**INSTRUCTION**
Copy all the entries below exactly, but not the pictures.

------ DATA LINES

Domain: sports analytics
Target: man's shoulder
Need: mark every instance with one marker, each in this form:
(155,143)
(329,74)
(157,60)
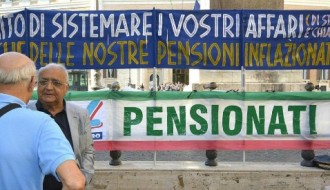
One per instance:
(32,104)
(72,107)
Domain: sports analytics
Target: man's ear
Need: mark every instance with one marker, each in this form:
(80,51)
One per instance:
(32,83)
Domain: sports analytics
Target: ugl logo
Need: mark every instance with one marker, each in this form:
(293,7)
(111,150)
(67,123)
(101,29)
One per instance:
(92,108)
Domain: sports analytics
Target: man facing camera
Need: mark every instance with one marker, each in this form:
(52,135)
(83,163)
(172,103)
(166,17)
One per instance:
(32,144)
(73,120)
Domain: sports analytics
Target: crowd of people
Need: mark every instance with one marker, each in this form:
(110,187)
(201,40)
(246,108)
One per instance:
(177,86)
(49,137)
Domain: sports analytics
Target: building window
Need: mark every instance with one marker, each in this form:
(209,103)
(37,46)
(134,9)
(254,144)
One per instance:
(109,73)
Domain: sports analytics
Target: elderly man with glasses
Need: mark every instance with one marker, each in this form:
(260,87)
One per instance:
(73,120)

------------

**OUTPUT**
Domain: sports analytics
Target: man's shoulder
Need: mark every instance with one marker, each in this form:
(155,143)
(329,74)
(157,60)
One per instance:
(32,104)
(72,107)
Domain: sports analytics
Target: man's ear
Need: mark every instance with one marker, each in this form:
(80,51)
One per instance:
(32,83)
Domain: sports analytics
Target: ugl logo
Need: mark every instance with one marker, each in this form:
(293,7)
(111,150)
(67,123)
(101,29)
One per instance:
(92,108)
Domain: sports analytics
Target: man facing camera
Need: mark every instance with one marker, each in this form:
(52,135)
(83,163)
(172,103)
(166,17)
One per instance:
(32,144)
(73,120)
Domain: sports analytics
Target: crowd of people
Need: mark every instance with one marker, each in this form:
(110,187)
(201,40)
(246,108)
One per instance:
(177,86)
(49,137)
Domain: sports analytics
Target: building window
Need: mark every instance with one marker, each in this form:
(209,103)
(37,46)
(134,9)
(254,144)
One per instance:
(109,73)
Domain: sports analytics
Target: elderly man with glasses
Need: mark every instance with one marker, each in this form:
(260,87)
One per instance:
(73,120)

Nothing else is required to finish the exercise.